Work to do: Pull every line of text from the entries below verbatim, and leave the pictures out of your answer.

Provided records:

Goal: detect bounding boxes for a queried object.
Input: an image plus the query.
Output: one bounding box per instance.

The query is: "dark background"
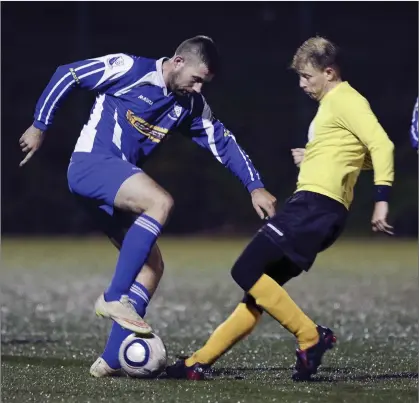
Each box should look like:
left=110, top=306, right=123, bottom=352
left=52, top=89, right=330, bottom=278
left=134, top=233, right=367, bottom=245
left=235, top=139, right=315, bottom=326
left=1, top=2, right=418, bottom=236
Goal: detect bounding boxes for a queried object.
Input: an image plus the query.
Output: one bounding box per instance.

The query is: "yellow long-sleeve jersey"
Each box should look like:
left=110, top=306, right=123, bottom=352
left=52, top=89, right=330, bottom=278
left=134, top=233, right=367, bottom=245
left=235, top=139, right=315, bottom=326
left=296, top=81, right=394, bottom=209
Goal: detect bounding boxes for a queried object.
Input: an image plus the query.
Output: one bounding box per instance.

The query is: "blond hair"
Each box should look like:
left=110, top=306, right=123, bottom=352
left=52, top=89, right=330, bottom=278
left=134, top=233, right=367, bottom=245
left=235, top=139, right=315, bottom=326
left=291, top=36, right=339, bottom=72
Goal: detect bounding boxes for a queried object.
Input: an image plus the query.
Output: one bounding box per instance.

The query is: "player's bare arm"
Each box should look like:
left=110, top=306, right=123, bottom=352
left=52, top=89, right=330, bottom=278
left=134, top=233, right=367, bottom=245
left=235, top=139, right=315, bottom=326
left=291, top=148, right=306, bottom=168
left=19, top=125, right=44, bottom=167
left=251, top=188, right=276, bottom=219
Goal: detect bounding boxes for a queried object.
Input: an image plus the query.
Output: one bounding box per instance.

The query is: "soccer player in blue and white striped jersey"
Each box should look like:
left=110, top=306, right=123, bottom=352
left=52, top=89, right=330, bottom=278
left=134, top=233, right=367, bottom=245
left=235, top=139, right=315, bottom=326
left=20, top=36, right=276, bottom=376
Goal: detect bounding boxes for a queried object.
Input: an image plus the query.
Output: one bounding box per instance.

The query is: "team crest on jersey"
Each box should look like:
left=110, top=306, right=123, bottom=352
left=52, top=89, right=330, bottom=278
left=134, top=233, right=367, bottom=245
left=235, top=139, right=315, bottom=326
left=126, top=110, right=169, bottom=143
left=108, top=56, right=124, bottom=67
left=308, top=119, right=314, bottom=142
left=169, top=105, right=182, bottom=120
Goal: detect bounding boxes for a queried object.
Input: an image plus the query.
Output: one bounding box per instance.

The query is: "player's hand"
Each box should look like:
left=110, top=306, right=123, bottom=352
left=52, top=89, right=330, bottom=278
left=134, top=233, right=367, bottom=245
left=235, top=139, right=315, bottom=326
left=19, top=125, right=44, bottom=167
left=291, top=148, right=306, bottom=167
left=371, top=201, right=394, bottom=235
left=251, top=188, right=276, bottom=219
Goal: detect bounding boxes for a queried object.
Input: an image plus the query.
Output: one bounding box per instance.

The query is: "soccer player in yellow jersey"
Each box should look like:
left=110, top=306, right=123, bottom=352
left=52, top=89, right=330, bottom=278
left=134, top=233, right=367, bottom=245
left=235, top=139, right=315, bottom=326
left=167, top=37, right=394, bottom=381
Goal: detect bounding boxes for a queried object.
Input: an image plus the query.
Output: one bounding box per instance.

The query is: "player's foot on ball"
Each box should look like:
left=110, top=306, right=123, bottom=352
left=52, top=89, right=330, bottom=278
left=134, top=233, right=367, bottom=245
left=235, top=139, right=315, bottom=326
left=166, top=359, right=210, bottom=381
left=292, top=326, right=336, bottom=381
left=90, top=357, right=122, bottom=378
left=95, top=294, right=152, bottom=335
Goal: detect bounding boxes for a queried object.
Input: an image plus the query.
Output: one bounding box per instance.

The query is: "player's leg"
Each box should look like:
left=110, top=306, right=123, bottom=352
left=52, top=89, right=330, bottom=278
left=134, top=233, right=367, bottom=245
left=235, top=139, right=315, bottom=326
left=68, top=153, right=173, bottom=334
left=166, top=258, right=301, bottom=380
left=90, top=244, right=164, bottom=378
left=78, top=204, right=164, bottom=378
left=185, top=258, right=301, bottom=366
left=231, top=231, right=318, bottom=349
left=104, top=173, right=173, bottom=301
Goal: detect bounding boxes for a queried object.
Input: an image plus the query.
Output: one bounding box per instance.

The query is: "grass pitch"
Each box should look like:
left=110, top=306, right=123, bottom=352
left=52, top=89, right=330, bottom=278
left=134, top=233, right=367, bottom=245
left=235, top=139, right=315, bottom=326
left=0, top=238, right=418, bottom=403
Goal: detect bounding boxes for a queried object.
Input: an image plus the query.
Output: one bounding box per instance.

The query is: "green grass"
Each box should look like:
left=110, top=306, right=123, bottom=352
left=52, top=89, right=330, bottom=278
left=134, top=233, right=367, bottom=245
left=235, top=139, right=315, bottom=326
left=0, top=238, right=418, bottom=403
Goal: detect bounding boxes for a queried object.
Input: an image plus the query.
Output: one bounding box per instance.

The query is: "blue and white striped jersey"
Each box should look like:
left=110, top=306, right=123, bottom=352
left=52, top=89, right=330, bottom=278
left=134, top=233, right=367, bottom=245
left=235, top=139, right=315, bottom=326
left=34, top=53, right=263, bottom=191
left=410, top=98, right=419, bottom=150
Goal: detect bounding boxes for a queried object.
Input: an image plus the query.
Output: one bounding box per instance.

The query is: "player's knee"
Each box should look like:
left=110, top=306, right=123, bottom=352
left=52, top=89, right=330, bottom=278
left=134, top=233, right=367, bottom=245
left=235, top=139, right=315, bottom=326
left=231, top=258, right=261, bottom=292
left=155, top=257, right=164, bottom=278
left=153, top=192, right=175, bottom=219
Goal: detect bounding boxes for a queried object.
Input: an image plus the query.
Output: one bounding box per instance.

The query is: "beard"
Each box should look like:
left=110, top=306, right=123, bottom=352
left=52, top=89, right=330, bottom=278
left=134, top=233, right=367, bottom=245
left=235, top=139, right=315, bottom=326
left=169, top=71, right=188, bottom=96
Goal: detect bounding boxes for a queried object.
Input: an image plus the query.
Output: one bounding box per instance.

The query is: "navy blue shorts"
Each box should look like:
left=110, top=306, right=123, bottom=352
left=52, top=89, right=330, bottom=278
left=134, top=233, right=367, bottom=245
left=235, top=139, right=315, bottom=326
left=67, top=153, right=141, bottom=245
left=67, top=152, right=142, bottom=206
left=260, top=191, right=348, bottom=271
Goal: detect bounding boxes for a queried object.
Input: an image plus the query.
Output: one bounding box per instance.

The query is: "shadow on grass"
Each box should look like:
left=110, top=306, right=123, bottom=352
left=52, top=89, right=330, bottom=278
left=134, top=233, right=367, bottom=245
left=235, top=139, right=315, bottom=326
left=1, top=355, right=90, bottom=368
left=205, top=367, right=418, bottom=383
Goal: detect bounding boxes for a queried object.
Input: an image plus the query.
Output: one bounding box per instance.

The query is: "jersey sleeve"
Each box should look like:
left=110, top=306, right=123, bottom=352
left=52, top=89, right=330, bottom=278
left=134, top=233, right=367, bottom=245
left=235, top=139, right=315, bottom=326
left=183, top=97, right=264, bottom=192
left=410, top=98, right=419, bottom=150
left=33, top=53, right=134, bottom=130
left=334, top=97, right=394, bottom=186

Solved problem:
Goal: detect bounding boxes for a queried object.
Input: an image plus the query.
Output: one bounding box per instance.

The query is: "dark background"
Each box should look like:
left=110, top=306, right=123, bottom=352
left=52, top=89, right=330, bottom=278
left=134, top=233, right=367, bottom=245
left=235, top=139, right=315, bottom=326
left=1, top=2, right=418, bottom=236
Goal: detect bounding boxes for a queried object.
Input: an image plus the query.
Output: one bounding box per instance.

The query is: "yellow long-sleeve jersey"
Each box should look like:
left=110, top=306, right=123, bottom=352
left=52, top=89, right=330, bottom=278
left=134, top=233, right=367, bottom=245
left=235, top=139, right=315, bottom=326
left=296, top=81, right=394, bottom=209
Goal: detect bounding boxes for a queried object.
Input: an image plus the query.
Output: one bounding box per instance.

The query is: "blond hair"
Each box should look like:
left=110, top=306, right=123, bottom=352
left=52, top=89, right=330, bottom=278
left=134, top=233, right=367, bottom=245
left=235, top=139, right=315, bottom=326
left=291, top=36, right=339, bottom=72
Goal: detect bounding boxes for a queried object.
Input: an image plus the query.
Output: one bounding box per instance.

The query is: "player's bare arm"
Each box should look like:
left=110, top=306, right=123, bottom=352
left=52, top=89, right=330, bottom=278
left=134, top=233, right=367, bottom=245
left=235, top=139, right=315, bottom=326
left=291, top=148, right=306, bottom=168
left=19, top=125, right=44, bottom=167
left=251, top=188, right=276, bottom=219
Goal: detect bounding boxes for a queried object.
Input: an image plus the query.
Output: one bounding box per instance.

The query is: "soccer player in blue and white striped jersey"
Each box should look like:
left=110, top=306, right=123, bottom=352
left=52, top=89, right=330, bottom=278
left=134, top=233, right=367, bottom=245
left=235, top=139, right=315, bottom=326
left=20, top=36, right=276, bottom=376
Goal: detect bounding boxes for a queried object.
Input: an image plus the query.
Output: one bounding box per instance.

The query is: "team crest on jersey"
Each box should look like:
left=110, top=306, right=123, bottom=352
left=52, top=89, right=330, bottom=278
left=134, top=233, right=367, bottom=245
left=235, top=139, right=315, bottom=326
left=126, top=110, right=169, bottom=143
left=108, top=56, right=124, bottom=67
left=308, top=119, right=314, bottom=142
left=169, top=105, right=182, bottom=120
Goal: detect bounding boxes for a queried object.
Input: an image plus the query.
Output: one bounding box per instance.

The query is: "player's hand"
Each box should look like:
left=110, top=306, right=123, bottom=352
left=52, top=89, right=330, bottom=278
left=134, top=233, right=367, bottom=245
left=235, top=139, right=315, bottom=326
left=19, top=125, right=44, bottom=167
left=291, top=148, right=306, bottom=167
left=371, top=201, right=394, bottom=235
left=251, top=188, right=276, bottom=219
Goal: detect bounding boxes for a queried object.
Input: an image plus the query.
Output: one bounding box per instance.

The query is: "soccer player in yellow jersey"
Each box should look like:
left=110, top=306, right=123, bottom=352
left=52, top=89, right=330, bottom=278
left=134, top=233, right=367, bottom=245
left=235, top=139, right=315, bottom=326
left=167, top=37, right=394, bottom=381
Goal: detect bounding boxes for a queried object.
Input: an image plus the query.
Output: one bounding box per instance.

The query is: "player's foot on ball"
Each box should look like:
left=110, top=306, right=123, bottom=352
left=52, top=89, right=330, bottom=278
left=134, top=233, right=367, bottom=245
left=235, top=139, right=315, bottom=326
left=166, top=359, right=210, bottom=381
left=292, top=326, right=336, bottom=381
left=90, top=357, right=122, bottom=378
left=95, top=294, right=152, bottom=335
Goal: detect bounding boxes for a queried object.
Input: an image plus the query.
Output: one bounding box per instance.

The query is: "player's leg"
Each box should look like:
left=110, top=306, right=123, bottom=352
left=52, top=89, right=330, bottom=278
left=134, top=233, right=367, bottom=245
left=235, top=139, right=315, bottom=326
left=68, top=153, right=173, bottom=334
left=166, top=258, right=301, bottom=380
left=90, top=244, right=164, bottom=378
left=78, top=204, right=164, bottom=378
left=185, top=258, right=301, bottom=366
left=231, top=231, right=318, bottom=349
left=104, top=173, right=173, bottom=301
Goal: detect bounding boxes for a queried object.
Input: an image plus the query.
Output: one bounding box per instance.

The query is: "grass pitch"
Each box should look like:
left=110, top=306, right=123, bottom=352
left=52, top=89, right=330, bottom=278
left=134, top=233, right=367, bottom=245
left=235, top=139, right=315, bottom=326
left=0, top=238, right=418, bottom=403
Goal: detect bounding boxes for a queried object.
Input: an image plus the query.
Output: one bounding box per instance.

The query is: "green grass"
Each box should look like:
left=110, top=306, right=123, bottom=352
left=52, top=89, right=330, bottom=278
left=134, top=233, right=367, bottom=245
left=235, top=139, right=315, bottom=326
left=0, top=238, right=418, bottom=403
Goal: detect bounding boxes for a queried object.
Input: an image plus the query.
Output: one bounding box per instance.

The query is: "blue and white striped jersey"
Each box should look like:
left=110, top=306, right=123, bottom=352
left=52, top=89, right=330, bottom=278
left=134, top=233, right=367, bottom=245
left=235, top=139, right=315, bottom=326
left=34, top=53, right=263, bottom=191
left=410, top=98, right=419, bottom=150
Goal: detect bounding boxes for a queried object.
Input: an image plus the query.
Output: one bounding box per instance.

The query is: "player's knee"
Each box should look like:
left=110, top=306, right=123, bottom=352
left=52, top=89, right=330, bottom=278
left=134, top=233, right=367, bottom=245
left=235, top=139, right=315, bottom=326
left=231, top=258, right=261, bottom=292
left=155, top=257, right=164, bottom=278
left=153, top=192, right=175, bottom=219
Goal: detect bounding boxes for a queried object.
Input: an image plus the query.
Output: one bounding box per instance.

The query is: "beard"
Each box should look like:
left=110, top=306, right=123, bottom=352
left=52, top=89, right=330, bottom=278
left=134, top=233, right=367, bottom=245
left=235, top=139, right=315, bottom=326
left=169, top=71, right=188, bottom=96
Goal: detect bounding boxes for a queried object.
Input: an image plus the query.
Output: one bounding box per instance.

The query is: "navy blue shorts"
Each box should look like:
left=110, top=306, right=123, bottom=352
left=52, top=89, right=330, bottom=278
left=134, top=233, right=367, bottom=245
left=235, top=139, right=315, bottom=326
left=67, top=153, right=141, bottom=245
left=67, top=152, right=142, bottom=206
left=260, top=191, right=348, bottom=271
Goal: detect bounding boxes for a queried object.
Input: an image plus the query.
Output: one bounding box per instance.

The query is: "shadow on grass"
Each box should look like:
left=110, top=306, right=123, bottom=352
left=52, top=89, right=330, bottom=278
left=134, top=233, right=367, bottom=245
left=235, top=139, right=315, bottom=326
left=1, top=355, right=90, bottom=368
left=205, top=367, right=418, bottom=383
Goal: detect bounding boxes for a queried object.
Input: an image plus the query.
Output: one bounding box per instance.

The query is: "jersey sleeve"
Each box should look like:
left=110, top=306, right=123, bottom=352
left=52, top=89, right=330, bottom=278
left=134, top=233, right=367, bottom=245
left=235, top=139, right=315, bottom=326
left=183, top=97, right=264, bottom=192
left=410, top=98, right=419, bottom=150
left=33, top=53, right=134, bottom=130
left=334, top=97, right=394, bottom=186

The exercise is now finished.